— Start Listing —

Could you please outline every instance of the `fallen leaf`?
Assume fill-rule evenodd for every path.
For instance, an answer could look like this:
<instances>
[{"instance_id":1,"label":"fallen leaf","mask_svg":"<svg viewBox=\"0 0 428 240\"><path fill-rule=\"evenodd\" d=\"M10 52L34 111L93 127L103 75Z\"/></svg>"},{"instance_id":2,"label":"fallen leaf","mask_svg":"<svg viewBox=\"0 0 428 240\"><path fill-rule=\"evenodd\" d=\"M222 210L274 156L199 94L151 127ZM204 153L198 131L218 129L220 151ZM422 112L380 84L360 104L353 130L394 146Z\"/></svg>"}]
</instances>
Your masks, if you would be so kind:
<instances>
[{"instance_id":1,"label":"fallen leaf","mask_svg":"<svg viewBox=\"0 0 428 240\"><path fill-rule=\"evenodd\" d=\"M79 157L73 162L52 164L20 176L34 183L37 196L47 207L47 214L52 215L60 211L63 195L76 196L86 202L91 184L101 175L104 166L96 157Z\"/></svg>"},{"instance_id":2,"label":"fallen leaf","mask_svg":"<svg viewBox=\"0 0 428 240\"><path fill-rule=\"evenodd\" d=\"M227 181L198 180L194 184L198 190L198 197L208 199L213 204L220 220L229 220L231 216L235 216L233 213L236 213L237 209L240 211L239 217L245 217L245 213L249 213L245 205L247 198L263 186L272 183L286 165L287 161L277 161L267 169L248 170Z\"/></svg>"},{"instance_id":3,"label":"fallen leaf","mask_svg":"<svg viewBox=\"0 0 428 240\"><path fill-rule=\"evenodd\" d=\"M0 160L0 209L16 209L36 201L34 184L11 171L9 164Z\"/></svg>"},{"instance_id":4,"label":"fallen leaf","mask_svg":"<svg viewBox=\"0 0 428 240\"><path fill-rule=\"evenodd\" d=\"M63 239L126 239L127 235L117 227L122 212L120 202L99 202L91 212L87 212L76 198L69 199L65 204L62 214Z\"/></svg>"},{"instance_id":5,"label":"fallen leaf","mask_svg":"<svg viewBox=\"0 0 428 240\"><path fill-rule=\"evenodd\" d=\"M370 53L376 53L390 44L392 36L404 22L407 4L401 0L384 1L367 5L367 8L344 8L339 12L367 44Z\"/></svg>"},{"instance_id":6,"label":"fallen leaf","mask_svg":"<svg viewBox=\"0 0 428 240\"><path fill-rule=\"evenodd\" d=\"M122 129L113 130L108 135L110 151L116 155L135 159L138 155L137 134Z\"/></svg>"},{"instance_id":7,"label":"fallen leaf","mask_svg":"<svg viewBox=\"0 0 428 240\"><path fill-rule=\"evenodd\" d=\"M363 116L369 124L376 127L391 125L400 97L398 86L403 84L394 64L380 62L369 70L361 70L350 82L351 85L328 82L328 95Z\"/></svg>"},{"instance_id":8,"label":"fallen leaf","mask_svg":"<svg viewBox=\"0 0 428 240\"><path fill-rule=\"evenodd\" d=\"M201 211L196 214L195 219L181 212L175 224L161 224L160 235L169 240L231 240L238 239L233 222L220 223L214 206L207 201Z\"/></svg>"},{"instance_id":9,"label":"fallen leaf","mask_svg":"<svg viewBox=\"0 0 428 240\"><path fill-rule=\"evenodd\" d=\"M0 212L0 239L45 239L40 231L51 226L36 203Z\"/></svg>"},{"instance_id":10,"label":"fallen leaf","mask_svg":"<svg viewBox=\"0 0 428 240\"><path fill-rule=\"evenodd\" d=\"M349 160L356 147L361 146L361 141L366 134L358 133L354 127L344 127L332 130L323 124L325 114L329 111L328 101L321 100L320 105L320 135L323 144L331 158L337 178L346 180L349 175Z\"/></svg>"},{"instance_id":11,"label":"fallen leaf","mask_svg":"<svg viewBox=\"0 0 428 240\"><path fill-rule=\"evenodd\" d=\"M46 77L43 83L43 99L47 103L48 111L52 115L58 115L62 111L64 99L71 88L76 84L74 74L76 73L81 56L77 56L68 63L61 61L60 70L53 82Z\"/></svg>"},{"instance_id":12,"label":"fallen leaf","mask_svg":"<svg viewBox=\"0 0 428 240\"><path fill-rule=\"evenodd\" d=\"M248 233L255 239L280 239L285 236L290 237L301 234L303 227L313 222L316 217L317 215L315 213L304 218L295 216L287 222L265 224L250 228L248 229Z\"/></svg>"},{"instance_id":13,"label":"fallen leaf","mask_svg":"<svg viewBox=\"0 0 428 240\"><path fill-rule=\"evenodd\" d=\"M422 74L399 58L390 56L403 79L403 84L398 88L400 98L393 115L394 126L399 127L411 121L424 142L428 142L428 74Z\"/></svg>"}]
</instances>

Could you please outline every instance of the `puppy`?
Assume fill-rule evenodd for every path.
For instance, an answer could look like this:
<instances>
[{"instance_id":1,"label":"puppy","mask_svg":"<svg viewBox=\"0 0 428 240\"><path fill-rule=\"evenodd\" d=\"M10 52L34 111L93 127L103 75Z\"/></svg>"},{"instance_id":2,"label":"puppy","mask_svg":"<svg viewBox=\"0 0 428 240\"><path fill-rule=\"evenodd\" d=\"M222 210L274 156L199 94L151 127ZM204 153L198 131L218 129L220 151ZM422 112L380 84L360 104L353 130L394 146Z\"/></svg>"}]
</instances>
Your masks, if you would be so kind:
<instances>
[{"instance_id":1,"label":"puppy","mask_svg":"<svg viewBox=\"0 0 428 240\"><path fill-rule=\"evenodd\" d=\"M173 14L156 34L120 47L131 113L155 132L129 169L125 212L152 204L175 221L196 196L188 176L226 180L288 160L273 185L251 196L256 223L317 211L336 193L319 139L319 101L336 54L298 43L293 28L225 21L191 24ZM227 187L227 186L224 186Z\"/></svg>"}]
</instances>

— End Listing —

→ **What you have to do**: Pull out each line of the listing above that contains the string "every".

→ **Problem solution**:
Could you please outline every instance of the `fallen leaf`?
Assume fill-rule evenodd for every path.
Could you please outline every instance of the `puppy`?
Assume fill-rule evenodd for every path.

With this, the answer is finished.